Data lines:
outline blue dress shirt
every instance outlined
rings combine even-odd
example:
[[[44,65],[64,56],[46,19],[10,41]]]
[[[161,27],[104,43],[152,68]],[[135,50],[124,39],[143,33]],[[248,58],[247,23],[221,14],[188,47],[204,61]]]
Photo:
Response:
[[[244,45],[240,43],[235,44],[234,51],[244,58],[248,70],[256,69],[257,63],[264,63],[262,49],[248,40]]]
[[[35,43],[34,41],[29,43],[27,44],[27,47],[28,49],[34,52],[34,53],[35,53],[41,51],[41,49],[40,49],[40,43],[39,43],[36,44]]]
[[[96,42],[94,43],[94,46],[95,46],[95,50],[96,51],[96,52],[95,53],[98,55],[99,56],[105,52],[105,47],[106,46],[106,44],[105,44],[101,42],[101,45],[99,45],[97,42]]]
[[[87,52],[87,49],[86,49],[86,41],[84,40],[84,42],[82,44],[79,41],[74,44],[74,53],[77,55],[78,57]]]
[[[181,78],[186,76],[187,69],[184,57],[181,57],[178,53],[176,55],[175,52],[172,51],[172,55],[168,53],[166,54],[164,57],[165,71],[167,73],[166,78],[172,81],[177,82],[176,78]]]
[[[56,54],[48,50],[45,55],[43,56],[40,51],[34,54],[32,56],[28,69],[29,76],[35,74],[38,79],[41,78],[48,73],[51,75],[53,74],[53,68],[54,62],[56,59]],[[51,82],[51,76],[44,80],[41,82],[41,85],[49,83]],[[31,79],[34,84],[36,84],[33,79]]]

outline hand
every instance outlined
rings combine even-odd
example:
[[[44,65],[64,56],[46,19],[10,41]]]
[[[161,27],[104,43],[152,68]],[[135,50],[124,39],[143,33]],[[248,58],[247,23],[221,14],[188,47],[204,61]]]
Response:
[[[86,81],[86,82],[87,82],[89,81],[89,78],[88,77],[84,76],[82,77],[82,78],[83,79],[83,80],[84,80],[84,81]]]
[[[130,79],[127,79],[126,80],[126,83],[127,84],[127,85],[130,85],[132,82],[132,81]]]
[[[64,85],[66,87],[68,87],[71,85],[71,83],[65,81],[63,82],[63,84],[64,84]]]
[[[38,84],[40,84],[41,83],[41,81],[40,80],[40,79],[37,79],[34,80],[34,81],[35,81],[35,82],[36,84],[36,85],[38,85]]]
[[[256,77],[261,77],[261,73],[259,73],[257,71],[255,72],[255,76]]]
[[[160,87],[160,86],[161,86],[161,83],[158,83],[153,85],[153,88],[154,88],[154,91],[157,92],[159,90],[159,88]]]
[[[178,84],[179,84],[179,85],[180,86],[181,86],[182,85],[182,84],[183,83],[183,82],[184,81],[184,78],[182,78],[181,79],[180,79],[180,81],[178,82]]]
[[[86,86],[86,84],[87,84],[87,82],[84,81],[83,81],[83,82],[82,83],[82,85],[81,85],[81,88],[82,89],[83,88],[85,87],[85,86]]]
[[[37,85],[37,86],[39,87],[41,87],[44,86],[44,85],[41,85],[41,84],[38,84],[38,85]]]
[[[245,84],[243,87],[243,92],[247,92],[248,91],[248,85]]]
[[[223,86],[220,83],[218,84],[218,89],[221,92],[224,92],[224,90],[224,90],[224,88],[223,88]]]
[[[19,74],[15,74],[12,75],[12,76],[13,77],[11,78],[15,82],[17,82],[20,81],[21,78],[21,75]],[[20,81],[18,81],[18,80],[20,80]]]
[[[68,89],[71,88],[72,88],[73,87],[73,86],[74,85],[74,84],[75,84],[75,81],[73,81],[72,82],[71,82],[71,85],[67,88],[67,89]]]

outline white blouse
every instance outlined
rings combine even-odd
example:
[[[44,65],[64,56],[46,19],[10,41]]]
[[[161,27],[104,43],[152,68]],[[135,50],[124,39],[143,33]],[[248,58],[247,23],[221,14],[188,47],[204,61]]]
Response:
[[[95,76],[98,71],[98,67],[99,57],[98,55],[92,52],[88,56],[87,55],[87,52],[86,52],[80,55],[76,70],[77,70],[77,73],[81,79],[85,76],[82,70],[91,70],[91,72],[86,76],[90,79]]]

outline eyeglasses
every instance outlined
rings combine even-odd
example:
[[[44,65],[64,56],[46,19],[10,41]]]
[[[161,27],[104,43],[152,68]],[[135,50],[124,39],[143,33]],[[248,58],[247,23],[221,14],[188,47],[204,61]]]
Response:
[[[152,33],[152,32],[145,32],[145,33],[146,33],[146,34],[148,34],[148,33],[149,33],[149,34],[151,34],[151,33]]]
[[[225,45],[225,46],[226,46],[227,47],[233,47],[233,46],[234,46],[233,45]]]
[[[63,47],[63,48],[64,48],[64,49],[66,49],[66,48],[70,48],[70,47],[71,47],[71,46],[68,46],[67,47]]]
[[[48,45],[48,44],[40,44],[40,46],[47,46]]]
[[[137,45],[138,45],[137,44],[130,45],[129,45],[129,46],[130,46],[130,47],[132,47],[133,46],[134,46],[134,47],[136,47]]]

WORK REQUIRED: Rewrite all of the material above with every "every instance outlined" changed to "all instances outlined", keeping everything else the same.

TASK SOLUTION:
outline blue dress shirt
all instances outlined
rings combine even-odd
example:
[[[44,65],[64,56],[46,19],[10,41]]]
[[[161,27],[104,43],[152,68]],[[135,50],[124,39],[143,33]],[[248,58],[247,23],[221,14],[188,47],[204,61]]]
Photo:
Response:
[[[244,45],[240,43],[235,44],[234,51],[244,58],[248,70],[256,69],[257,63],[264,63],[262,49],[248,40]]]
[[[35,43],[34,41],[29,43],[27,44],[27,47],[28,49],[34,52],[34,53],[35,53],[41,51],[41,49],[40,49],[40,43],[39,43],[36,44]]]
[[[96,42],[94,43],[94,46],[95,46],[95,50],[96,51],[96,52],[95,53],[98,55],[99,56],[105,52],[105,47],[106,46],[106,44],[105,44],[101,42],[101,45],[99,45],[97,42]]]
[[[87,52],[87,49],[86,49],[86,41],[84,40],[84,42],[82,44],[79,41],[74,44],[74,53],[77,55],[78,57]]]
[[[181,78],[186,76],[187,69],[184,57],[181,57],[178,53],[176,55],[175,52],[172,51],[172,55],[168,53],[166,54],[164,57],[165,71],[167,73],[166,78],[172,81],[177,82],[176,78]]]
[[[56,54],[48,50],[45,55],[43,56],[40,51],[34,54],[32,56],[28,69],[29,76],[35,74],[38,79],[41,78],[48,73],[51,75],[53,74],[53,68],[54,62],[56,59]],[[51,82],[51,76],[44,80],[41,82],[41,85],[49,83]],[[31,79],[34,84],[36,84],[33,79]]]

outline hand
all instances outlined
rings combine even-odd
example:
[[[44,65],[64,56],[46,19],[10,41]]]
[[[161,27],[104,43],[152,68]],[[135,50],[124,39],[143,33]],[[248,58],[247,23],[221,14],[188,47],[204,61]]]
Response:
[[[86,81],[86,82],[87,82],[89,81],[89,78],[88,77],[84,76],[82,77],[82,78],[83,79],[83,80],[84,80],[84,81]]]
[[[130,79],[127,79],[126,80],[126,83],[127,84],[127,85],[130,85],[132,82],[132,81]]]
[[[64,85],[66,87],[68,87],[71,85],[71,83],[65,81],[63,82],[63,84],[64,84]]]
[[[38,84],[40,84],[41,83],[41,81],[40,80],[40,79],[37,79],[34,80],[34,81],[35,81],[35,82],[36,84],[36,85],[38,85]]]
[[[256,77],[261,77],[261,73],[259,73],[257,71],[255,72],[255,76]]]
[[[160,87],[160,86],[161,86],[161,83],[158,83],[153,85],[153,88],[154,88],[154,91],[157,92],[159,90],[159,88]]]
[[[178,84],[179,84],[179,85],[180,86],[181,86],[182,85],[182,84],[183,83],[183,82],[184,81],[184,78],[182,78],[181,79],[180,79],[180,81],[178,82]]]
[[[86,86],[86,84],[87,84],[87,82],[84,81],[83,81],[83,82],[82,83],[82,85],[81,85],[81,88],[82,89],[83,88],[85,87],[85,86]]]
[[[37,85],[37,86],[39,87],[41,87],[44,86],[44,85],[41,85],[41,84],[38,84],[38,85]]]
[[[245,84],[243,87],[243,92],[247,92],[248,91],[248,85]]]
[[[223,86],[220,83],[218,84],[218,89],[221,92],[224,92],[224,90],[224,90],[224,88],[223,88]]]
[[[19,74],[15,74],[12,75],[12,76],[13,77],[11,78],[15,82],[17,82],[20,81],[21,78],[21,75]],[[20,81],[18,81],[18,80],[20,80]]]
[[[68,89],[71,88],[72,88],[73,87],[73,86],[74,85],[74,84],[75,84],[75,81],[73,81],[72,82],[71,82],[71,85],[67,88],[67,89]]]

outline white blouse
all instances outlined
rings combine even-odd
example:
[[[44,65],[64,56],[46,19],[10,41]]]
[[[161,27],[104,43],[152,68]],[[135,50],[124,39],[143,33]],[[248,58],[247,23],[221,14],[188,47],[204,61]]]
Response:
[[[95,76],[98,71],[98,67],[99,57],[98,55],[92,52],[88,56],[87,55],[87,52],[86,52],[80,55],[76,70],[77,70],[77,73],[81,79],[85,76],[82,70],[91,70],[91,72],[86,76],[90,79]]]

outline eyeglasses
all instances outlined
rings combine even-odd
example:
[[[44,65],[64,56],[46,19],[10,41]]]
[[[161,27],[104,43],[152,68]],[[135,50],[124,39],[143,33]],[[248,58],[247,23],[221,14],[188,47],[204,61]]]
Response:
[[[152,33],[152,32],[145,32],[145,33],[146,33],[146,34],[148,34],[148,33],[149,33],[149,34],[151,34],[151,33]]]
[[[225,45],[225,46],[226,46],[227,47],[233,47],[233,46],[234,46],[233,45]]]
[[[63,47],[63,48],[64,48],[64,49],[66,49],[66,48],[70,48],[70,47],[71,47],[71,46],[68,46],[67,47]]]
[[[48,45],[48,44],[40,44],[40,46],[47,46]]]
[[[137,45],[138,45],[137,44],[130,45],[129,45],[129,46],[130,46],[130,47],[132,47],[133,46],[134,46],[134,47],[136,47]]]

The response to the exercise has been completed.